---------- Selected extract ----------
If no one else can see that this is in fact impossible to sustain and the chance of losing a year's wages or even a $500 bank betting on 7/1 shots, is actually odds-on probably 1/20, then I just give up.

Unless you can pick one in two winners @7/1, then it might be possible, but there is reality to deal with!

I'll have a wee look at Sahasastar's post:

Let's assume his strike rate is 1 in 5.. and he makes $7.50 on average.
An extremely healthy 50% POT, hard to acheive these results but certainly not impossible if your selection processes are thrifty.

I ran a drawdown simulation 50 times on these excellent returns over 1000 bets, the average drawdown was 33.3 units. Now factoring in an unexpected bad run might occur the average of the highest 25 drawdown results is 41 units. Let's say we are prepared to bet on this very successful system aggressively and are happy in the knowledge that if a bad run might occur we are very confident we'll still be okay as our betting is geared towards this bad run happening.
---------- Dataset excerpts ----------
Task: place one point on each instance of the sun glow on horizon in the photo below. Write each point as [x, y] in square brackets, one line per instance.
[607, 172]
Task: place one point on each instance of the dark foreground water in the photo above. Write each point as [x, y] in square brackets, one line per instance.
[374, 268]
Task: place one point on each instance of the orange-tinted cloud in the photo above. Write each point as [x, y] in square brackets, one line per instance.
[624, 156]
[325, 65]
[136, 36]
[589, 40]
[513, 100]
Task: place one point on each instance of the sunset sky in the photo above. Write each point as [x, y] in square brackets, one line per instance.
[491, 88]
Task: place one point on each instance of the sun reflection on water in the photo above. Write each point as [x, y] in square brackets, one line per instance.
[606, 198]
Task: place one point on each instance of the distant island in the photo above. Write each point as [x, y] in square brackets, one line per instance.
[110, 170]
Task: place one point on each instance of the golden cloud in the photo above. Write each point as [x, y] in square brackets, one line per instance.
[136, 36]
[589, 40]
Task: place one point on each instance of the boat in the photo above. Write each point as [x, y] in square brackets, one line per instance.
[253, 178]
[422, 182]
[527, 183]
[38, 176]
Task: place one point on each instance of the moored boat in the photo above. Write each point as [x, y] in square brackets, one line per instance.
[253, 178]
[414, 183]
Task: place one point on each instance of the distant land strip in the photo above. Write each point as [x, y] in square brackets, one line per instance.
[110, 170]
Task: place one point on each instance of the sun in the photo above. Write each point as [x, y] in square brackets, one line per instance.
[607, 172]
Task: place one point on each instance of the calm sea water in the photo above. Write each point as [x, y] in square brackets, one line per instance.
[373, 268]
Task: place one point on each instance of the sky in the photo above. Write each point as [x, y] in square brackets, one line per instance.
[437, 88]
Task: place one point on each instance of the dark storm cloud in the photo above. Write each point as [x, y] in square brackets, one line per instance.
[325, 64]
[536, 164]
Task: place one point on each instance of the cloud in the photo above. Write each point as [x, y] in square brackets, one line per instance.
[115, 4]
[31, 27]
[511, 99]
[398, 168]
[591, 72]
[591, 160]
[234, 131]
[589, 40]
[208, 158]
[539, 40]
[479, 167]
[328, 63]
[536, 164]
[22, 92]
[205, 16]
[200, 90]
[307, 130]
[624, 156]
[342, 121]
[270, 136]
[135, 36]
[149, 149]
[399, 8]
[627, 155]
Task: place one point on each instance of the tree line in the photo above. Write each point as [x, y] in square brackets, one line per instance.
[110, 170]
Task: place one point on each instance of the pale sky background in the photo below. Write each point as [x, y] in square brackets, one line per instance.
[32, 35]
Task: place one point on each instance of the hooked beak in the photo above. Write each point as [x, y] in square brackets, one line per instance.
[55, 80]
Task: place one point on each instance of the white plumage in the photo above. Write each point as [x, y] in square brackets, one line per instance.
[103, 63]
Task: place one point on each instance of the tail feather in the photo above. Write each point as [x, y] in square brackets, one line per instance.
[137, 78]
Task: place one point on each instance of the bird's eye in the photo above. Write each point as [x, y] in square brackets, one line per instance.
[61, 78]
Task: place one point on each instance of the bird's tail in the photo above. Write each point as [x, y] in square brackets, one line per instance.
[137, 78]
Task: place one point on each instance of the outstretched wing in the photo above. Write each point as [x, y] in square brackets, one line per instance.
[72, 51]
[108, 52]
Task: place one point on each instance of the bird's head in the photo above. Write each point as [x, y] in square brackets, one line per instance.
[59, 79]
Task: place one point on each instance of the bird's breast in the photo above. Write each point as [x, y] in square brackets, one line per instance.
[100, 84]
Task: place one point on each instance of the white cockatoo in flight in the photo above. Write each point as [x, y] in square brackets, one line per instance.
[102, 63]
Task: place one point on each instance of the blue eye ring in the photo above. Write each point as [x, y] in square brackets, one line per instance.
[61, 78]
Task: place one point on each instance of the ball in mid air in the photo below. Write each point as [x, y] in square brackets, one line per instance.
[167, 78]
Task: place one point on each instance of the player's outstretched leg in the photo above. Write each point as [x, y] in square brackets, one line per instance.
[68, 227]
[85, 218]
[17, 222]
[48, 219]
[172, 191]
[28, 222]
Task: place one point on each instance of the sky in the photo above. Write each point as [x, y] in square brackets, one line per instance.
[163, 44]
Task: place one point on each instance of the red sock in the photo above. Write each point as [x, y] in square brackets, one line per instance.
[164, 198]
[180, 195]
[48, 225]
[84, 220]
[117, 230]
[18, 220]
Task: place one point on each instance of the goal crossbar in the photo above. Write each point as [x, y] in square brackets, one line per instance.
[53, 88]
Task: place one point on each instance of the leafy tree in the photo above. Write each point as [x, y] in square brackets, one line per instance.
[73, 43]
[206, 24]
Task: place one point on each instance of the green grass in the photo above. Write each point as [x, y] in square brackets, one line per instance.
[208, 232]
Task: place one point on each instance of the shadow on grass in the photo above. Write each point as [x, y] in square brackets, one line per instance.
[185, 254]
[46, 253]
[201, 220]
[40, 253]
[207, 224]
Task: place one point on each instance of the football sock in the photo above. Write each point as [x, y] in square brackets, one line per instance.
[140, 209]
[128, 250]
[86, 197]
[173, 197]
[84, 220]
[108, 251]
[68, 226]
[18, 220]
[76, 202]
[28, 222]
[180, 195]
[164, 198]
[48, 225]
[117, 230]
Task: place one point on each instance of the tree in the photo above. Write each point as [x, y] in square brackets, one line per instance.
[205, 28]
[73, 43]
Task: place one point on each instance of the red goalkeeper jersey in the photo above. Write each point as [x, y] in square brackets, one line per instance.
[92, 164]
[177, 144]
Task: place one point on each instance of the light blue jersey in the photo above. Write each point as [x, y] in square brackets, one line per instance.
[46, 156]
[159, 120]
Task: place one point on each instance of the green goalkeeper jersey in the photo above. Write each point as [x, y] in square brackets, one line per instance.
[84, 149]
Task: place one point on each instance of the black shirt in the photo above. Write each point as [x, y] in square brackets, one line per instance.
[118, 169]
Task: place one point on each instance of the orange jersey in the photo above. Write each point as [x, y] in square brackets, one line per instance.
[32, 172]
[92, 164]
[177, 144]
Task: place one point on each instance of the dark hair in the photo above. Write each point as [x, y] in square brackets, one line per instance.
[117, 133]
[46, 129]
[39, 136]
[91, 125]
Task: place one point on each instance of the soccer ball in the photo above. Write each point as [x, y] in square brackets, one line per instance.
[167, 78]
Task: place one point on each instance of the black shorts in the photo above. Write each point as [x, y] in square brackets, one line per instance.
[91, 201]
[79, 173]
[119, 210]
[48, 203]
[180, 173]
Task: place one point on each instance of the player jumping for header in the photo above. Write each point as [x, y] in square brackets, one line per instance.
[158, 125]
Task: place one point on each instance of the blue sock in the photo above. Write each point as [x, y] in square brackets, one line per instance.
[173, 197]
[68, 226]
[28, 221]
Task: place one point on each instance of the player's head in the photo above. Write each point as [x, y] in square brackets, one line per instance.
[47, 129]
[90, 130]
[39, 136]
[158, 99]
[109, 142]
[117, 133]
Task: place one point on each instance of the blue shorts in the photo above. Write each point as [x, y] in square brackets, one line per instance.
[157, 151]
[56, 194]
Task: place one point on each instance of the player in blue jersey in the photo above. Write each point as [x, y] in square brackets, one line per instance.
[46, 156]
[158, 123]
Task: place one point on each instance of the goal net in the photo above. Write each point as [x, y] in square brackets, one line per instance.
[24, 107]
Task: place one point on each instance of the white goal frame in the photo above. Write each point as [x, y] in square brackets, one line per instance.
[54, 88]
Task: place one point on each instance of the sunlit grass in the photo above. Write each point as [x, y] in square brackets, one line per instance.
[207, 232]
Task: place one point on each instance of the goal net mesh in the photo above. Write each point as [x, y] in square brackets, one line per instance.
----------
▶ **List of tasks**:
1. In the post on betting drawdowns, what average drawdown resulted from the simulations?
2. Write the next part of the post on betting drawdowns.

▶ **Task responses**:
1. 33.3 units.

2.
And just how exactly is TheEasyRun or anyone else going to make $5,000 per month betting 2% of a $6,000 bank on each selection?????????

The average drawdown matters not one iota, it's the maximum drawdown that will bust the bank. Some simple calculations tell you that to earn $5,000 per month, your selections have to be invested in far too heavily on too small a bank and therefore it would not take anywhere near the maximum drawdown to kill the bank.


So we'll bet 1.2% of our account (factoring in the 41 units drawdown might occur). That's saying if the bad run occurs in the near future we won't lose more that 50% of our account.


I agree protect the bank, but how are we going to make $5,000 to match our monthly wage with a $72.00 bet at 7/1, even if it wins?


How many bets using this method to turn $6,000 into $50,000?


If he has a phenomenal strike rate not that many, but I don't think he's going to find that many bets @7/1 that fit his criteria AND win in any month!


If you've been doing it long enough how hard would it be to find just 1 horse out of the 100 odd that race every day that is 50% or more over the odds.. just 1 horse.


Crikey, if it were that easy (forgive the pun), everyone would do it.
That 1 horse has to win and that is exactly what has not been factored in anywhere - when they don't win.

All this pie in the sky stuff is what dreams are made of, reality pays the bills!


So let's stop ridiculing the guy and hear what he has got to say.


If you do the math properly it's obvious that he is the one ridiculing us and it appears that only myself and one or two others have picked up on this.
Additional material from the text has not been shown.